Objective: Reproduce each of the lines below verbatim, with no changes.

[Recorded data]
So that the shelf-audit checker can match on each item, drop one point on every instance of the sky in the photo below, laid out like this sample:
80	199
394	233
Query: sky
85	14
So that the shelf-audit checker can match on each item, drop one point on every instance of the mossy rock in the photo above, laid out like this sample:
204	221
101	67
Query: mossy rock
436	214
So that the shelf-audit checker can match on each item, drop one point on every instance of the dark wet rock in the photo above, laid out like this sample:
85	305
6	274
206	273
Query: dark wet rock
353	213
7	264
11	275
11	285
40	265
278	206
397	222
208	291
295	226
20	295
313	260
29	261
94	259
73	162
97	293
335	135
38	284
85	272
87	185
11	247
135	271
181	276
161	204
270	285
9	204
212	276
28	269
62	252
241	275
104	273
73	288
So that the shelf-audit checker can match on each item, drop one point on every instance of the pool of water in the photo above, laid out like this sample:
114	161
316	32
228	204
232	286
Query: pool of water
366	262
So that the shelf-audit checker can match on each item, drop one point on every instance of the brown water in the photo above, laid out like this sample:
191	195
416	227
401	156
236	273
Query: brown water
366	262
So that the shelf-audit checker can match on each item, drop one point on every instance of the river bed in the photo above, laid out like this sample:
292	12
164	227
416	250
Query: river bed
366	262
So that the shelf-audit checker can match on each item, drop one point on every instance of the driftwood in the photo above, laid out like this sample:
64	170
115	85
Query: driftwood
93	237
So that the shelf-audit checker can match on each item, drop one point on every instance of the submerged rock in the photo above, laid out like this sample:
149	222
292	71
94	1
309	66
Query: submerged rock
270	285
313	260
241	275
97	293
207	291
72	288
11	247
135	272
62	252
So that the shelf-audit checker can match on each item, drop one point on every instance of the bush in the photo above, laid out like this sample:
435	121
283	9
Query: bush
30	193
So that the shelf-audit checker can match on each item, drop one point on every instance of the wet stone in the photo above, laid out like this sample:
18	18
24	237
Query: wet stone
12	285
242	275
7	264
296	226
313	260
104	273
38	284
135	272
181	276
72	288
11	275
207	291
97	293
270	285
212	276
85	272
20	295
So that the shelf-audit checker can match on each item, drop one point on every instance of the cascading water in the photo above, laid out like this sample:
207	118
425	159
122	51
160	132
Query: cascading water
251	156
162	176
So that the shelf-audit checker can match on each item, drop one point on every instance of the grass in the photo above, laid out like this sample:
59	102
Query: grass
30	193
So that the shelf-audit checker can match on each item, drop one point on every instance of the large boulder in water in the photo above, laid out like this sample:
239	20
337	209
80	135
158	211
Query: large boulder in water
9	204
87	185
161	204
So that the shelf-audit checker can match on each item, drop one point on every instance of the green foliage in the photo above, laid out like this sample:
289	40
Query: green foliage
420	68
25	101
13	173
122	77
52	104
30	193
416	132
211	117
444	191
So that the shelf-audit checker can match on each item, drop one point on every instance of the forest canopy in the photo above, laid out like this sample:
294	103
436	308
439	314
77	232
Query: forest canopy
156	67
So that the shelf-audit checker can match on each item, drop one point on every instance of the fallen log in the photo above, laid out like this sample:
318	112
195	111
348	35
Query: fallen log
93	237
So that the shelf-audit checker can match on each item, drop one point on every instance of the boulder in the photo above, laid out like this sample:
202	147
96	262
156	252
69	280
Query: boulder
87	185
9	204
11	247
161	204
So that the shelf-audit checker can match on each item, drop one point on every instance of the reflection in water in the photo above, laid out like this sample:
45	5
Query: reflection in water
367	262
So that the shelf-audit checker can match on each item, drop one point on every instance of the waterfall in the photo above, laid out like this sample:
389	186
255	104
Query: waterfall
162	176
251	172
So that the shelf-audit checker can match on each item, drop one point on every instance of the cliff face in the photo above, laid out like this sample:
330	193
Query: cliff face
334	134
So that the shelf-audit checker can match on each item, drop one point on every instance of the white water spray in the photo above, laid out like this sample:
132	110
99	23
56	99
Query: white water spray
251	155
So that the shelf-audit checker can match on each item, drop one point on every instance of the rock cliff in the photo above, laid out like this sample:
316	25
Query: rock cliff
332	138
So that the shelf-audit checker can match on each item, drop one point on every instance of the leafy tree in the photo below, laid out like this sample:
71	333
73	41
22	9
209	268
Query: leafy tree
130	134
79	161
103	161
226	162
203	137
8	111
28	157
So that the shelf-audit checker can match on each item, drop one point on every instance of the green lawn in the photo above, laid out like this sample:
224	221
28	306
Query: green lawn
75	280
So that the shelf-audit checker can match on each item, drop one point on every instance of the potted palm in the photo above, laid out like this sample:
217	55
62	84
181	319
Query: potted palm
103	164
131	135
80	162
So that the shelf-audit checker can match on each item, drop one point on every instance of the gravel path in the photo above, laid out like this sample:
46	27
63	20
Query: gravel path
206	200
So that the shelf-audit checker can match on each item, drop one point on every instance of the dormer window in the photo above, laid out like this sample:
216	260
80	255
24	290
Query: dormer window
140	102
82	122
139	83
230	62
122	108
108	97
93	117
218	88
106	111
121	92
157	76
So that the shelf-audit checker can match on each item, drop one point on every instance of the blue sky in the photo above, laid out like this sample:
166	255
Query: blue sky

Answer to this exercise:
So that the shelf-audit checker can match on each item, drop one point on every instance of the sky in the photo below, laid out like this sample:
80	199
394	233
Query: sky
85	14
So that the shelf-audit checker can match on each item, drop one point on every instance of the mossy rock in the photo above, laid out like this sample:
204	221
101	67
Query: mossy rock
436	214
So that the shelf-audit checker can match on each item, drop one point on every instance of the dark wet rock in the photo above, laid out like this sample:
85	305
6	274
206	273
Query: dark wet rock
353	213
7	264
11	275
11	285
40	265
278	206
397	222
208	291
295	226
20	295
313	260
29	261
94	259
73	162
97	293
335	135
38	284
85	272
87	185
11	247
135	271
181	276
161	204
270	285
9	204
212	276
28	269
62	252
241	275
104	273
73	288
So that the shelf-audit checker can match on each item, drop one point on every instance of the pool of water in the photo above, laid out like this sample:
114	161
316	32
228	204
232	286
Query: pool of water
366	262
So that the shelf-audit checker can match on each item, drop one point on every instance of the brown water in the photo above, laid out like this sample:
191	195
416	227
401	156
236	273
Query: brown water
366	262
So that the shelf-audit checker can match on each item, drop one point on every instance of the river bed in the photo above, laid out like this sample:
292	12
164	227
416	250
Query: river bed
366	262
So that the shelf-audit checker can match on each item, drop one point on every instance of the driftwood in the photo above, laid out like this sample:
64	170
115	85
Query: driftwood
93	237
So that the shelf-audit checker can match on each item, drop one point on every instance of the submerged rock in the photo above, laid out like this sample:
149	222
292	71
94	1
309	66
Query: submerged rock
270	285
313	260
241	275
97	293
207	291
72	288
11	247
135	272
62	252
So that the shelf-audit checker can match on each item, drop one point on every instance of the bush in the photo above, laid out like this sample:
435	121
283	9
Query: bush
30	193
So that the shelf-audit checker can match on each item, drop one point on every instance of the wet stone in the photo above, laid out like this sample:
18	18
24	237
Query: wet stone
12	285
242	275
7	264
296	226
313	260
104	273
38	284
135	272
181	276
72	288
11	275
207	291
97	293
270	285
212	276
85	272
20	295
So that the shelf-audit checker can match on each item, drop one point on every instance of the cascading water in the photo above, laid out like this sample:
207	118
425	159
122	51
160	132
Query: cascading water
251	156
162	176
So that the shelf-audit checker can match on each item, drop one point on every instance of the grass in the photo above, laid out like this sample:
59	102
Query: grass
30	193
So that the shelf-audit checker can match on each item, drop one point on every instance of the large boulder in water in the photo above, laid out like this sample:
239	20
337	209
80	135
158	211
Query: large boulder in water
9	204
87	185
161	204
So that the shelf-audit checker can match on each item, drop one point on every instance of the green foliage in the photo above, laid out like this sample:
289	40
Query: green foliage
420	68
25	101
13	173
122	77
52	104
30	193
416	132
211	117
444	191
So that the shelf-audit checker can match on each item, drop one point on every instance of the forest canopy in the photo above, laid out like this sample:
294	103
436	308
439	314
77	232
Query: forest canopy
156	67
So that the shelf-audit checker can match on each item, drop one point on every instance of the fallen log in the photo above, laid out like this sample:
318	112
195	111
348	35
Query: fallen log
93	237
So that the shelf-audit checker can match on each item, drop one point on every instance of the boulder in the photo above, laid out like this sample:
202	147
96	262
156	252
69	280
Query: boulder
87	185
9	204
11	247
161	204
So that the shelf-audit checker can match on each item, drop one point on every instance of the reflection in water in the photo above, laid out like this sample:
45	5
Query: reflection in water
367	262
So that the shelf-audit checker can match on each item, drop one point on every instance of the waterfall in the photo above, laid out like this sample:
389	186
255	104
Query: waterfall
162	176
251	172
So that the shelf-audit checker can match on each item, drop one point on every instance of the cliff face in the photo above, laid out like this sample:
330	193
Query: cliff face
334	134
So that the shelf-audit checker can match on each item, drop one point on every instance of the white water spray in the photo above, laid out like this sample:
132	110
99	23
56	99
Query: white water spray
251	155
So that the shelf-audit checker can match on each item, drop one point on every instance of the rock cliff in the photo above, laid out like this sample:
316	25
Query: rock cliff
332	138
So that the shelf-audit checker can match on each item, drop one point on every instance of the leafy tree in the photo below, laid out like this sample:
71	333
73	41
22	9
209	268
Query: leafy tree
130	134
79	161
103	161
226	162
203	137
8	111
28	157
So that the shelf-audit checker can match on each item, drop one point on every instance of the green lawn in the photo above, laid out like this sample:
224	221
28	306
Query: green lawn
75	280
So that the shelf-audit checker can match on each item, drop one point on every instance of the potted palm in the photo above, laid out like this sample:
217	55
62	84
181	319
Query: potted palm
103	164
131	135
80	162
So that the shelf-audit checker can match on each item, drop one point on every instance of the gravel path in the photo above, laid out like this sample:
46	27
63	20
Query: gravel path
206	200
So that the shelf-audit checker can match on each item, drop one point on every instance of the dormer window in the photo above, laid out like this sample:
216	260
80	255
24	290
Query: dormer window
140	102
82	122
139	83
230	62
122	108
108	97
93	117
218	88
106	111
121	92
157	76
So that the shelf-audit checker can match on each item, drop one point on every instance of the blue sky in the photo above, laid out like this sample:
166	255
Query: blue sky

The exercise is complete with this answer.